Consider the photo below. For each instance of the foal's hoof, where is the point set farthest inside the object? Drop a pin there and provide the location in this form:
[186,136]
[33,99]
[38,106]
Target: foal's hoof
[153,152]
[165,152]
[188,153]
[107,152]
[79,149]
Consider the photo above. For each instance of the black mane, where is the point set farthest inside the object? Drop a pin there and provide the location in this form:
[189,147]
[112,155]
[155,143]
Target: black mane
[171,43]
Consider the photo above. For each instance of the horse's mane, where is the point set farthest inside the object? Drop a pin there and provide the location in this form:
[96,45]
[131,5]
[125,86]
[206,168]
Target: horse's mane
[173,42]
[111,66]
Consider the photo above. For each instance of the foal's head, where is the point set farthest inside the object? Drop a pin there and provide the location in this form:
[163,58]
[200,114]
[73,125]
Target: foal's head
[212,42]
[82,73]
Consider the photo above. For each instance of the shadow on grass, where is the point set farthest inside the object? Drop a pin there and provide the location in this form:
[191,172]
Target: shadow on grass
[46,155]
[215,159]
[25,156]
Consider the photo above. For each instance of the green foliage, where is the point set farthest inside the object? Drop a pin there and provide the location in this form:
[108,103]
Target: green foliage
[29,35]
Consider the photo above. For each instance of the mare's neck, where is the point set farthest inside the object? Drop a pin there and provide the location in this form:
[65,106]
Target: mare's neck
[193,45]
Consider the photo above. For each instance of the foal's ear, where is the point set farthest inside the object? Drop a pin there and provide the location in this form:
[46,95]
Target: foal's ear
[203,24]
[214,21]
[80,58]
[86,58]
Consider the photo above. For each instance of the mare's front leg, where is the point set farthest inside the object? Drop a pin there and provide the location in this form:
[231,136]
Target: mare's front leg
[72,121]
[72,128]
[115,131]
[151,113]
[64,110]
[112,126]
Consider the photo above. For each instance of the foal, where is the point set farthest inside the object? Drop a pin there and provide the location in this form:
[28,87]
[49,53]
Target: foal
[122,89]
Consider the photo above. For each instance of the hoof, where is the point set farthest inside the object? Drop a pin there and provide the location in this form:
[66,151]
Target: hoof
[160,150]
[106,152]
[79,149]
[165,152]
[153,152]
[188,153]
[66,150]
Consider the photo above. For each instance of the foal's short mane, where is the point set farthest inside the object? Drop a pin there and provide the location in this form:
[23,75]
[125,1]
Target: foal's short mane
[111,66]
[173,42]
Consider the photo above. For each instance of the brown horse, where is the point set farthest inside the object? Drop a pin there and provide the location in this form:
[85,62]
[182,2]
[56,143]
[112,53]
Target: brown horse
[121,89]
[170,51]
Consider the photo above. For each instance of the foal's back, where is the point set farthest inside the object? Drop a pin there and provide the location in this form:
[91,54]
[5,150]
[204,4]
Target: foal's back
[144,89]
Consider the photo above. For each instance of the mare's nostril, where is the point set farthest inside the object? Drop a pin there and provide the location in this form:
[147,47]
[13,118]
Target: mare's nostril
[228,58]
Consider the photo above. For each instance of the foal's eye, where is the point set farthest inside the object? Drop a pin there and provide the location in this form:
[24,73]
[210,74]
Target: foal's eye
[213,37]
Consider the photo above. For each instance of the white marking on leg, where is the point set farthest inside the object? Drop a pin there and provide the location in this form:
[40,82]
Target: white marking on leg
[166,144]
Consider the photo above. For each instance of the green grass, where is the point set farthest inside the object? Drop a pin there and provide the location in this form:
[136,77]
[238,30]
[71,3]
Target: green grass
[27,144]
--
Description of the task ▸ Starting at the line that contains "Consider the photo above. For each instance of the brown", repeat each line exactly through the last one in the listing. Include both of those lines and nothing more.

Task response ▸
Consider the photo above. For each instance of the brown horse, where is the point set farthest inside the object? Drop a pin there and provide the location in this form:
[85,62]
[182,2]
[56,143]
[112,53]
Target: brown horse
[121,89]
[170,51]
Consider the photo above. For each instance of the foal's back, where is the point set farthest inside the object? Drop a pin there and provide the location in this form:
[91,54]
[5,150]
[204,4]
Target: foal's back
[144,89]
Consider the photo above. For each instance of the mare's nostril, where is the point set farthest inside the object? Drop a pin there and provide the location in this form:
[147,47]
[13,118]
Target: mare's nostril
[228,58]
Consider the photo above. For each instance of the foal's eye, where is the point set farthest inside the object? Drop a pin there and provide the location in this form:
[24,73]
[210,74]
Target: foal's eye
[213,37]
Consider the photo above. For each instance of the white marking on leg, where is the point set farthest inside the object? Drop a pin there and provide the location in this form:
[40,82]
Target: white marking on leg
[166,144]
Consider the photo above. For each instance of the green grass, where is the point set farthest inside the object? Drop a pin there and provide the location in this form:
[136,77]
[238,30]
[71,3]
Target: green grass
[27,144]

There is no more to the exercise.